SUPPLIED INFORMATION -
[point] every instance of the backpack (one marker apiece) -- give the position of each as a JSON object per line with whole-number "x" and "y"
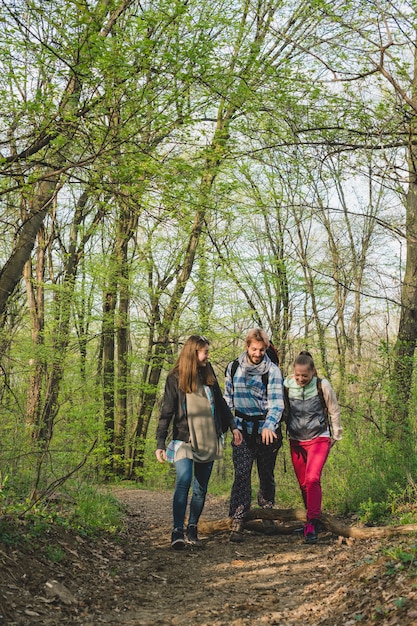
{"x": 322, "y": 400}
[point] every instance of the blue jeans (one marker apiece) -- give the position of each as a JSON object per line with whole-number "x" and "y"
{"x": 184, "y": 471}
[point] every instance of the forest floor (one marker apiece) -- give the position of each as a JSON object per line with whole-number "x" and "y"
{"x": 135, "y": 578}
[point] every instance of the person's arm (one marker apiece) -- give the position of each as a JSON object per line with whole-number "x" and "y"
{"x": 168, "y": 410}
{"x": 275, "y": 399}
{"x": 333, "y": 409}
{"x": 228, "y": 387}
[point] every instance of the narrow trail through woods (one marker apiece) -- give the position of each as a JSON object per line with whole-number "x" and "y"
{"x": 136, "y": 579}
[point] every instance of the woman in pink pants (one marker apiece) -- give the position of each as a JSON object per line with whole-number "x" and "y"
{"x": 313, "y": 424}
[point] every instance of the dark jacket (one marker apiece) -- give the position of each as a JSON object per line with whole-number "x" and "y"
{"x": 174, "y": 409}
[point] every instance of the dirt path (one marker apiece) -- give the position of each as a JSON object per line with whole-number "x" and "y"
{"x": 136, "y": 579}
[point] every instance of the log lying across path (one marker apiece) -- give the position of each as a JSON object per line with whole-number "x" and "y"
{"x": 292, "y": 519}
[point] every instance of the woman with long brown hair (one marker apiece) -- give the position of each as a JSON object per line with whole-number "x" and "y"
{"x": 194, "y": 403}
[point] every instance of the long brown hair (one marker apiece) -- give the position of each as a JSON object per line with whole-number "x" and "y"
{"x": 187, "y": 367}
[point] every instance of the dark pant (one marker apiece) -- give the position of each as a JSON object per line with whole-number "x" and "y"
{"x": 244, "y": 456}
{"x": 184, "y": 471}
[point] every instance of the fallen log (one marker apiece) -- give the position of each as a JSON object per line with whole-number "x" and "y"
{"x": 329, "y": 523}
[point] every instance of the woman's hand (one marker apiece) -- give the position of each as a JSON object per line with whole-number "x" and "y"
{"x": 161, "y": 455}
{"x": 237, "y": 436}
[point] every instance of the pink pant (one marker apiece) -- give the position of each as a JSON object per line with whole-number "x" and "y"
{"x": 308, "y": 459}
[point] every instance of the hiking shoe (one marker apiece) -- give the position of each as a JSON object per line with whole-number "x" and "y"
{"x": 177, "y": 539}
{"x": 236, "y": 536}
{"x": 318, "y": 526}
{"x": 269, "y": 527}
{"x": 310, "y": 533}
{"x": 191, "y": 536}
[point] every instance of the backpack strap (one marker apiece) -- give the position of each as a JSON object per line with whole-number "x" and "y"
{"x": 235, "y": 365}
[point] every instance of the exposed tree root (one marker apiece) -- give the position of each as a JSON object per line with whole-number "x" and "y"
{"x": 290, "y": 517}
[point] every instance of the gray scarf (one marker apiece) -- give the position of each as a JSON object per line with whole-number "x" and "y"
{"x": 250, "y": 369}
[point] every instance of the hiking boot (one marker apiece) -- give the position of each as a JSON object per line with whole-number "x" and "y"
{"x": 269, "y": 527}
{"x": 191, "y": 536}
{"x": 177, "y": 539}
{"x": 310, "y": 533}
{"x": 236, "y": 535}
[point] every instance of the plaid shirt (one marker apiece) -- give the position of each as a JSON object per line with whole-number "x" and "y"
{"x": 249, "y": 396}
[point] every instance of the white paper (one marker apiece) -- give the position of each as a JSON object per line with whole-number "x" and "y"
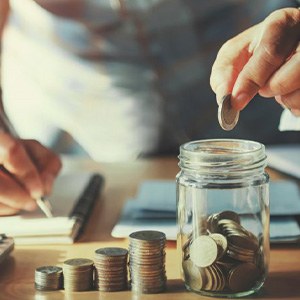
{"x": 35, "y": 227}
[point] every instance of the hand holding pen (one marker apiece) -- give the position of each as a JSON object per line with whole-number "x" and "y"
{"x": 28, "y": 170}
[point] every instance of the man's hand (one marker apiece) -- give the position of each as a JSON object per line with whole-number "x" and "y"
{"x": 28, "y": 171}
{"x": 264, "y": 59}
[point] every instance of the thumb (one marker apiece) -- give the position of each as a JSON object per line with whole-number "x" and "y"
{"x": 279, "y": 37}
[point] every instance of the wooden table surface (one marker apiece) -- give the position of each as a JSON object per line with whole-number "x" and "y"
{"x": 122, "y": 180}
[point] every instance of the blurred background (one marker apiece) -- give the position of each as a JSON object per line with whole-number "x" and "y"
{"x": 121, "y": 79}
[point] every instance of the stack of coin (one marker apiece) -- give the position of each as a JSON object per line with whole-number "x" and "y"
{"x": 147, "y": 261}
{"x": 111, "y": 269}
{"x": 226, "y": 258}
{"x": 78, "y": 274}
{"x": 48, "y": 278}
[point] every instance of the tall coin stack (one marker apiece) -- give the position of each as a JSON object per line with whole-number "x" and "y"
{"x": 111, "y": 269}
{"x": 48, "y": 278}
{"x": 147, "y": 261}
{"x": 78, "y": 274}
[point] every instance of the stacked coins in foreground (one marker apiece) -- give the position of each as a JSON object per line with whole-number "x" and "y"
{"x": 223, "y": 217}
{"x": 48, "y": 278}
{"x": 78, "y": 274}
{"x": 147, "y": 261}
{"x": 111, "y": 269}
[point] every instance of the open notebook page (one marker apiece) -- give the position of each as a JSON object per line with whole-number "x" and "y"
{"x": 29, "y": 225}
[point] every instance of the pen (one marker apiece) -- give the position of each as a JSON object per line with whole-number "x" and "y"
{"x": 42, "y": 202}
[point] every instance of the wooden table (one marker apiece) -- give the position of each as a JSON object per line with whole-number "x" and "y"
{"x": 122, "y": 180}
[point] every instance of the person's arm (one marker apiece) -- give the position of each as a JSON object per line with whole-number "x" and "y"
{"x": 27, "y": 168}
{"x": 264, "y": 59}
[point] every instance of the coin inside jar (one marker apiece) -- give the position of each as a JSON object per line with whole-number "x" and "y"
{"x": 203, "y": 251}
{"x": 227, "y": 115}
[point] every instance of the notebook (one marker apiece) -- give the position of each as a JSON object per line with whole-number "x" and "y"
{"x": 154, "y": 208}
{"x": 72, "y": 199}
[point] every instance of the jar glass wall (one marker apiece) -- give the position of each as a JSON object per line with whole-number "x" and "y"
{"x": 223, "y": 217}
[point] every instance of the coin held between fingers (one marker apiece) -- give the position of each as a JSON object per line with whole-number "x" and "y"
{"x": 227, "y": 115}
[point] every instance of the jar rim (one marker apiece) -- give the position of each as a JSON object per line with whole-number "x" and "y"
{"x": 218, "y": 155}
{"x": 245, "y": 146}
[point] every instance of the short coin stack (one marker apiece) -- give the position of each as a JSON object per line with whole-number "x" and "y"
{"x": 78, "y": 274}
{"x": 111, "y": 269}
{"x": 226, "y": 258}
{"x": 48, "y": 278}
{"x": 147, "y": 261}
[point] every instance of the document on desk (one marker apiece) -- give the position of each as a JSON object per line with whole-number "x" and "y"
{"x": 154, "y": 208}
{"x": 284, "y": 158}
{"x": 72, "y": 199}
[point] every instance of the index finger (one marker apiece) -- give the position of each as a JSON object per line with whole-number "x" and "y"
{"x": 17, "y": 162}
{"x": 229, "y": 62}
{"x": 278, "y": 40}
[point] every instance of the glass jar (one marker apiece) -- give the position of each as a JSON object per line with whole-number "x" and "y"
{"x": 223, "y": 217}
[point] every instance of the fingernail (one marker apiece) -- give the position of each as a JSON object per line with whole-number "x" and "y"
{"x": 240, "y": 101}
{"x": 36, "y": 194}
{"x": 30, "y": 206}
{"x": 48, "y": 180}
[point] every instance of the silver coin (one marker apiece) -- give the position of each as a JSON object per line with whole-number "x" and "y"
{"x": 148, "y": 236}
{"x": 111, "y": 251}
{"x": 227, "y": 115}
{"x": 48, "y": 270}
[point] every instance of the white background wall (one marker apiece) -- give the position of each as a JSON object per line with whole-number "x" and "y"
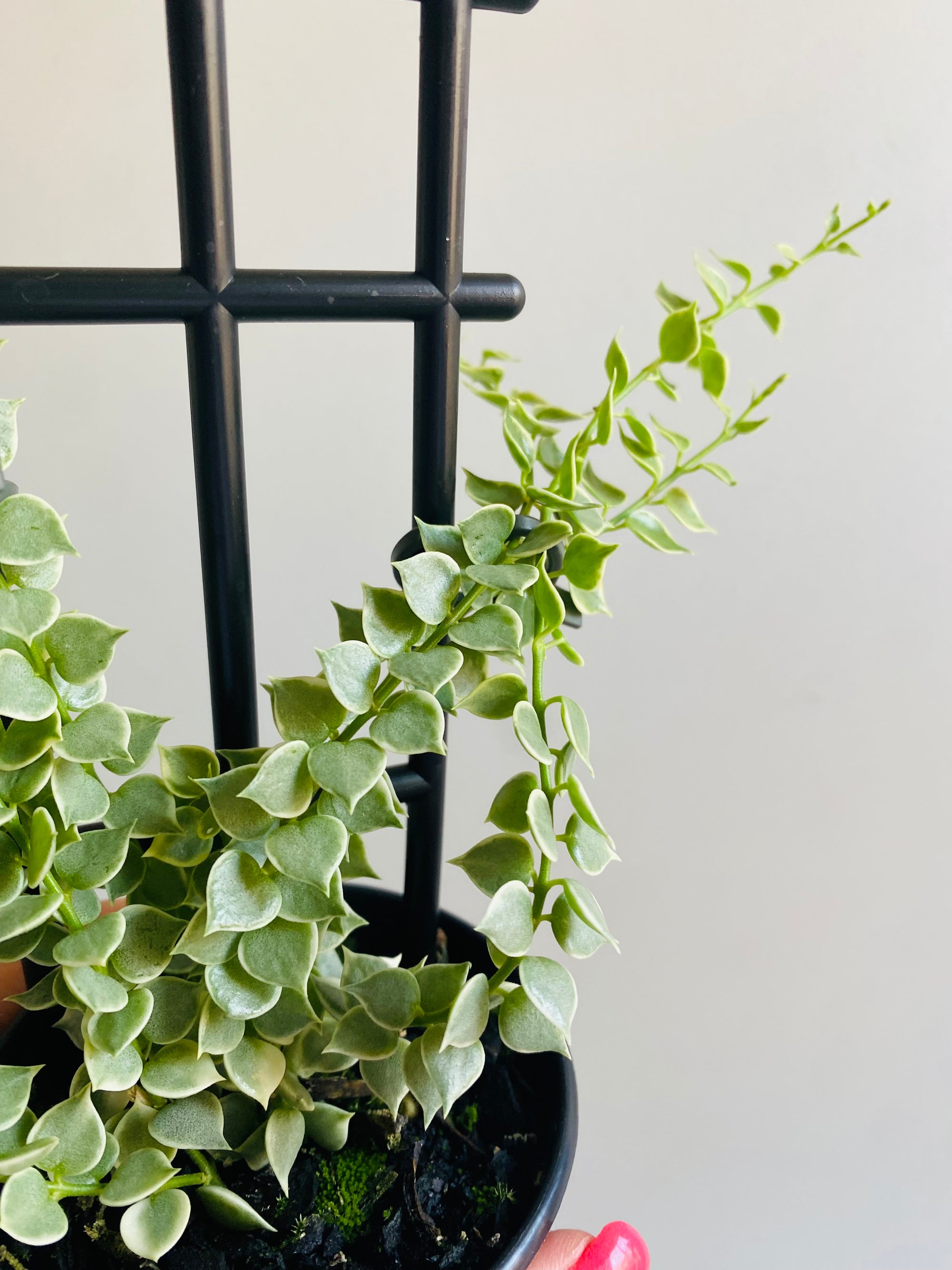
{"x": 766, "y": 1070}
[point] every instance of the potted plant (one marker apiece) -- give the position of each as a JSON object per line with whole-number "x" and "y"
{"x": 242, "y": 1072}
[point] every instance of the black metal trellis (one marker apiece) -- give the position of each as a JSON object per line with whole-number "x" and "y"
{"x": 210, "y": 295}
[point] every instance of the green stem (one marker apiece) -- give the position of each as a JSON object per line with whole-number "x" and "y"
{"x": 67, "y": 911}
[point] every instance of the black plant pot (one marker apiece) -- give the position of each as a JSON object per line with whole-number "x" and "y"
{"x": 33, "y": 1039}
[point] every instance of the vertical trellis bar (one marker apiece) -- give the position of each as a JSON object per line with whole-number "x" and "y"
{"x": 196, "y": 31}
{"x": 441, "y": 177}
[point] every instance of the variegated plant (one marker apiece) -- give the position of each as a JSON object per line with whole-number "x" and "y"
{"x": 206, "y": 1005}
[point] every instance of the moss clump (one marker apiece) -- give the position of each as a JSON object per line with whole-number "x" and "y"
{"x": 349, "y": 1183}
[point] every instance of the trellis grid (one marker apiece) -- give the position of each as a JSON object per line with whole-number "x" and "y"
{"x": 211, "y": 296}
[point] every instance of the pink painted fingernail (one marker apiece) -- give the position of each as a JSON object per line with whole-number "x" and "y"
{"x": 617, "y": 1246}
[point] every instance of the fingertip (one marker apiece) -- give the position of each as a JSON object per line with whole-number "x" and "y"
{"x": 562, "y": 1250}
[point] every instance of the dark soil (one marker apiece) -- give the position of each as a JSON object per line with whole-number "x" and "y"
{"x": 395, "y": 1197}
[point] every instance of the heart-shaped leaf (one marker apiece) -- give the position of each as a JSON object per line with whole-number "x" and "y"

PROBLEM TO WORK ON - Quote verbatim the line containing "[point] every instance of the green" and every line after it through the end of the records above.

EXERCISE SOLUTION -
[point] every instance of the green stem (one marker apiece) -- give the position of each as a JSON object per line with whole-number "x" and "y"
{"x": 67, "y": 911}
[point] every instance of the black plant pot (one marker apiece) -- give the position of each as a JSON object per line with whole-number "x" and "y"
{"x": 33, "y": 1039}
[point] every instance of the vertical trellis bar (one marker apiece) -- give the position of each as a JSON object per line with whole-number "x" and "y"
{"x": 196, "y": 31}
{"x": 441, "y": 177}
[point] every instance of the variegated plant (one marker apiece) -- give the position of each as a JSON object per line with whole-number "x" and "y"
{"x": 206, "y": 1005}
[point] every instance of the moss clump (one marker apiece) -- give the position of each as a JSON object per line with whole-number "x" and "y"
{"x": 349, "y": 1183}
[point] every instance of the trellis grid (one marker apiece) -- give the position of each as a JSON object per line with whole-number "x" and "y"
{"x": 211, "y": 296}
[point] every instance of the pink painted fingernail (one marker apiece) -- give the position of each as a JSON object per line with whole-number "x" and "y"
{"x": 617, "y": 1246}
[point] every instance of the fingertip (one marker apiece) -- give the position of each as a JSON object per line with whole-number "x" and "y"
{"x": 562, "y": 1250}
[point] every instance of the dark soil (one marker apiece) -- give the position of each as a JSON object per line with whole-number "x" and "y"
{"x": 395, "y": 1197}
[point] every instance of the heart-shaped leaf (one marker apiece) -- give the position of each as a JSON object per line with whole-number "x" and "y"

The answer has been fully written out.